**What is needed:** Reproduce the stretch of the material from its first line through the line containing "338 223 L 358", including both of those lines.

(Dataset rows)
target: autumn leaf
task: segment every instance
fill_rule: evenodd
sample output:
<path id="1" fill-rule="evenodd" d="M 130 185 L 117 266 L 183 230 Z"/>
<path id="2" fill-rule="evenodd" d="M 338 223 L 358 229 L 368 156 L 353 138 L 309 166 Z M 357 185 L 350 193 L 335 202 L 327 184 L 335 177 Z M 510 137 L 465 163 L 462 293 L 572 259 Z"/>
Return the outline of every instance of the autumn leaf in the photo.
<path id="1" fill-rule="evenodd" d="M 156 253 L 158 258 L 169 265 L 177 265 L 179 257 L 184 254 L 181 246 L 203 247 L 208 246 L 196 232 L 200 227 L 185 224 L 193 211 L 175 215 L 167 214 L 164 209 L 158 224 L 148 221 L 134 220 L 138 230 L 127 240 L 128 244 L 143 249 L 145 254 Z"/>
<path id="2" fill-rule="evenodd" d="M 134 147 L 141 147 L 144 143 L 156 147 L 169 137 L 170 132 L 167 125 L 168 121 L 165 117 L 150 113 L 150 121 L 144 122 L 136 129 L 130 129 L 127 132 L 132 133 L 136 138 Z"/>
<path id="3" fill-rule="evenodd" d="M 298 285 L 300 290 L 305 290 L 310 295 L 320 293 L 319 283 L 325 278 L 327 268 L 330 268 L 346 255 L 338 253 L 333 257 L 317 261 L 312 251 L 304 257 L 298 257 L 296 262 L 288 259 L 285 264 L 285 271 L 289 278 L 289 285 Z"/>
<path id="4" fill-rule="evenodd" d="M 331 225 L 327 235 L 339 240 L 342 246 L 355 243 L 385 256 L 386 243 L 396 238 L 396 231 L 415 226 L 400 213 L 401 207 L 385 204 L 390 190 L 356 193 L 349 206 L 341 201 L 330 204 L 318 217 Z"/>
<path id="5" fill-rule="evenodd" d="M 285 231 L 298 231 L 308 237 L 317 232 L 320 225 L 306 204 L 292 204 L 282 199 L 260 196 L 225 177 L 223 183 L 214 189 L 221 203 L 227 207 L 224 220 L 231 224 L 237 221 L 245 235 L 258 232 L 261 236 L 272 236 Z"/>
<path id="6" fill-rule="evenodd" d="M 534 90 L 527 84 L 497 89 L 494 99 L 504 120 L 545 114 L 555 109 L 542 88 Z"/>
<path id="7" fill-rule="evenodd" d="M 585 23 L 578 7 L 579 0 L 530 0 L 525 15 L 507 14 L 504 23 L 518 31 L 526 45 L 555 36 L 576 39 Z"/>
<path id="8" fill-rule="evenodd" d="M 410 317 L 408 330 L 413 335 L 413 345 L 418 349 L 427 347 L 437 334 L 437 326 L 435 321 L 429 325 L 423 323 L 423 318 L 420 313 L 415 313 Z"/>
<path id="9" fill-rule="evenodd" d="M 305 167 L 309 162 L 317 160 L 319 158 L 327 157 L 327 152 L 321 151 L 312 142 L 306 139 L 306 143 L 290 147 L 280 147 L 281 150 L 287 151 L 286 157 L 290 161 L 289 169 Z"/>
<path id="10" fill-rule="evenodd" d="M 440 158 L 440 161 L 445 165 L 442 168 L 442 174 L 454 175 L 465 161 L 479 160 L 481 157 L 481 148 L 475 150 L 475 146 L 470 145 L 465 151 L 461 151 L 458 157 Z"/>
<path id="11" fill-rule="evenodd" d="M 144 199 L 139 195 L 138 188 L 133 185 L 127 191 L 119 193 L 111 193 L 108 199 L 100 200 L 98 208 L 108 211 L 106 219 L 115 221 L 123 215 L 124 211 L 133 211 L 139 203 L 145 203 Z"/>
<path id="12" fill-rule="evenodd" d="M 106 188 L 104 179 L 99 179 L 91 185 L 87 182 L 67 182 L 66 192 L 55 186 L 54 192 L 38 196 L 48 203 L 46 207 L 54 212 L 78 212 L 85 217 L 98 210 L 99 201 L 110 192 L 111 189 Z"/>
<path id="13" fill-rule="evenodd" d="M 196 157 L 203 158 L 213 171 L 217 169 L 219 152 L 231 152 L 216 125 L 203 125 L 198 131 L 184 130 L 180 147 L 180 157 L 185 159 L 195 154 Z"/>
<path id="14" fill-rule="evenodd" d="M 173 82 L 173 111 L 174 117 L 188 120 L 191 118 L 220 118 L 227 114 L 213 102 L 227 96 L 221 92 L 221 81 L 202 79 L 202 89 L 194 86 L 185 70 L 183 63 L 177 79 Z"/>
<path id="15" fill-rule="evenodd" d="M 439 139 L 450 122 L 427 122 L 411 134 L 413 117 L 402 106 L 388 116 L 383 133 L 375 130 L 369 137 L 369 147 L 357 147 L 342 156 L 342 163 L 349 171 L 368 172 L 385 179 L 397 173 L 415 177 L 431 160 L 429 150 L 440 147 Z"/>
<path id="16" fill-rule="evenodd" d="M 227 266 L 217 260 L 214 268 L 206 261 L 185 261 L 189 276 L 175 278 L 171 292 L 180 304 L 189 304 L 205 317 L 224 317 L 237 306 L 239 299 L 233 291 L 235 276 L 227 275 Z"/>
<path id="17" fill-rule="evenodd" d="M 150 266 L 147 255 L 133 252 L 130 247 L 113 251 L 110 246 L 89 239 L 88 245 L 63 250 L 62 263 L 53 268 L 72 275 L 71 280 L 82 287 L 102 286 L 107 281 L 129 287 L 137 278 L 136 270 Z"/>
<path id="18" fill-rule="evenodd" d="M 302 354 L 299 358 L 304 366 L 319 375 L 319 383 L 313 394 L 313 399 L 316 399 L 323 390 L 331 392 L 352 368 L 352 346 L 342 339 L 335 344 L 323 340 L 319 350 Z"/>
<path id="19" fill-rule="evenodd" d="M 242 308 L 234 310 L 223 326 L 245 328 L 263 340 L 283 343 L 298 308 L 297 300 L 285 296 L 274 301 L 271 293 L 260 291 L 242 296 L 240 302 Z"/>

**Expected answer:**
target: autumn leaf
task: segment every instance
fill_rule: evenodd
sample output:
<path id="1" fill-rule="evenodd" d="M 130 185 L 117 266 L 183 230 Z"/>
<path id="2" fill-rule="evenodd" d="M 338 223 L 358 229 L 368 156 L 353 138 L 309 166 Z M 357 185 L 350 193 L 335 202 L 327 184 L 335 177 Z M 510 137 L 465 163 L 462 293 L 572 259 Z"/>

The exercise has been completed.